start

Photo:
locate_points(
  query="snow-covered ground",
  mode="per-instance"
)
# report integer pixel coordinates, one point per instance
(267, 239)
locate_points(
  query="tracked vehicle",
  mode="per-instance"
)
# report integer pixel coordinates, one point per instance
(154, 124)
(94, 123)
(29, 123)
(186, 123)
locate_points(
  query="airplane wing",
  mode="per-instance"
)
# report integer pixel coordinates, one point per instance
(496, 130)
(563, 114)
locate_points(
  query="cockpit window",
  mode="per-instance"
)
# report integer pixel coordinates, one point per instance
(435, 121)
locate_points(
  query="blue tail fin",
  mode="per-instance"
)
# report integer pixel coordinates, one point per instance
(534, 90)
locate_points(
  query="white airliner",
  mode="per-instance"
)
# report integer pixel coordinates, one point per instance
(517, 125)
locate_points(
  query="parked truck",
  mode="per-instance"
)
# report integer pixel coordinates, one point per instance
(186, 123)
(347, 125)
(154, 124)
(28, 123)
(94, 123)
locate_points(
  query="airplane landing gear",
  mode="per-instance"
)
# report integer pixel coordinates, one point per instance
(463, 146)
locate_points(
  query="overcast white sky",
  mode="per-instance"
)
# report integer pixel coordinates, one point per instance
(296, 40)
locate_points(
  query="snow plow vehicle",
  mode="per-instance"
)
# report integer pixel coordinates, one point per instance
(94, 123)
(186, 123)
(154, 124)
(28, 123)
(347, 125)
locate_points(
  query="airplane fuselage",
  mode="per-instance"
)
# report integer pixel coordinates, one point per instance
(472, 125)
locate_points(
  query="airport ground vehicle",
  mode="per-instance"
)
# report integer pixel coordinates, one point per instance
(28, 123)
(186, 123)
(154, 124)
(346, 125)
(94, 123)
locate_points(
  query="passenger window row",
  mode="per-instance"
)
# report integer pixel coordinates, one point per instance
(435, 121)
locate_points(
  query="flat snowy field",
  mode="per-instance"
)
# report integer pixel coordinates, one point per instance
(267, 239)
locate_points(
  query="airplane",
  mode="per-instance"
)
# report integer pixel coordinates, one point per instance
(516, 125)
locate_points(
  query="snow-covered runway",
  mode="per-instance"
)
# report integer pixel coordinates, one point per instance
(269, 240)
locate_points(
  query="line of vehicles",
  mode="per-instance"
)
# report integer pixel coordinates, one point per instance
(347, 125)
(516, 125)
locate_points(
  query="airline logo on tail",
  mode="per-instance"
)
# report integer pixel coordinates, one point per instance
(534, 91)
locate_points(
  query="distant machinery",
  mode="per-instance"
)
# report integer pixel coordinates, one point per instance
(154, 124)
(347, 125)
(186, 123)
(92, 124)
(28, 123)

end

Task prompt: Extract all of the data shown above without alteration.

Result of the task:
Photo:
locate_points(
  query="snow-covered ground",
  mode="per-instance"
)
# report integer pixel coordinates, one point per instance
(267, 239)
locate_points(
  query="tracked vehicle",
  mode="per-instance"
)
# report integer pixel coordinates, one point per instance
(154, 124)
(94, 123)
(29, 123)
(186, 123)
locate_points(
  query="airplane wing",
  mode="per-instance"
)
# report integer pixel coordinates, one point per instance
(496, 130)
(563, 114)
locate_points(
  query="cockpit window",
  mode="per-instance"
)
# report integer pixel coordinates, one point per instance
(435, 121)
locate_points(
  query="blue tail fin",
  mode="per-instance"
)
# report integer pixel coordinates, one point per instance
(534, 90)
locate_points(
  query="white airliner",
  mode="per-instance"
)
# report integer pixel coordinates, one point per instance
(517, 125)
locate_points(
  query="parked truck",
  mode="per-instance"
)
# report integer pixel coordinates, one point per instance
(186, 123)
(347, 125)
(154, 124)
(28, 123)
(94, 123)
locate_points(
  query="airplane landing gear",
  mode="per-instance"
)
# report integer pixel coordinates, one point per instance
(463, 146)
locate_points(
  query="overcast white sky",
  mode="per-instance"
)
# report integer pixel coordinates, one point per instance
(296, 40)
locate_points(
  query="snow plow vehicle",
  mode="per-instance"
)
# report integer pixel coordinates, one point per instance
(94, 123)
(186, 123)
(154, 124)
(28, 123)
(347, 125)
locate_points(
  query="airplane fuselage",
  mode="per-instance"
)
# report integer pixel coordinates, one point per instance
(472, 125)
locate_points(
  query="airport ground vehicle",
  mode="per-instance"
)
# report integer pixel coordinates, one point per instance
(28, 123)
(186, 123)
(154, 124)
(346, 125)
(94, 123)
locate_points(
  query="passenger window row",
  mode="per-instance"
)
# report integer pixel coordinates, one point per instance
(435, 121)
locate_points(
  query="flat snowy field",
  mode="per-instance"
)
# report integer pixel coordinates, one point per instance
(267, 239)
locate_points(
  query="airplane",
  mode="per-instance"
)
# report integer pixel coordinates, one point per instance
(516, 125)
locate_points(
  query="snow-covered runway",
  mode="per-instance"
)
# report integer pixel coordinates, one point per instance
(269, 240)
locate_points(
  query="line of vehicles",
  mode="per-instance"
)
# report integer pixel coordinates, one point per instance
(347, 125)
(516, 125)
locate_points(
  query="airline logo on tail",
  mode="per-instance"
)
# report integer pixel coordinates, one point per instance
(534, 91)
locate_points(
  query="distant machinery",
  mode="per-instance"
)
# report integer pixel coordinates, one point per instance
(154, 124)
(347, 125)
(186, 123)
(92, 124)
(28, 123)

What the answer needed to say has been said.